What you need to do:
Starting at the line containing "Place one keypoint on each instance of the outer" and continuing through the end of the records, rewrite those lines with "outer petal" swapped for "inner petal". Leave everything else unchanged.

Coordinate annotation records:
———
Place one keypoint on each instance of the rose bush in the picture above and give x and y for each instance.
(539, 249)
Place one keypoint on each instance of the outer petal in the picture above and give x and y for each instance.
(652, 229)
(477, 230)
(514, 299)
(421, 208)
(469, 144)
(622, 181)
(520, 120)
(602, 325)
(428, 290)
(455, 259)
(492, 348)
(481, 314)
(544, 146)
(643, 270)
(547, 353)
———
Response to the exercise:
Place one keypoint on each instance of the inner petal in the picture above and give x and y for each instance.
(652, 229)
(477, 230)
(514, 299)
(421, 208)
(469, 144)
(622, 181)
(520, 120)
(602, 325)
(428, 290)
(455, 259)
(492, 348)
(481, 314)
(544, 146)
(643, 270)
(547, 353)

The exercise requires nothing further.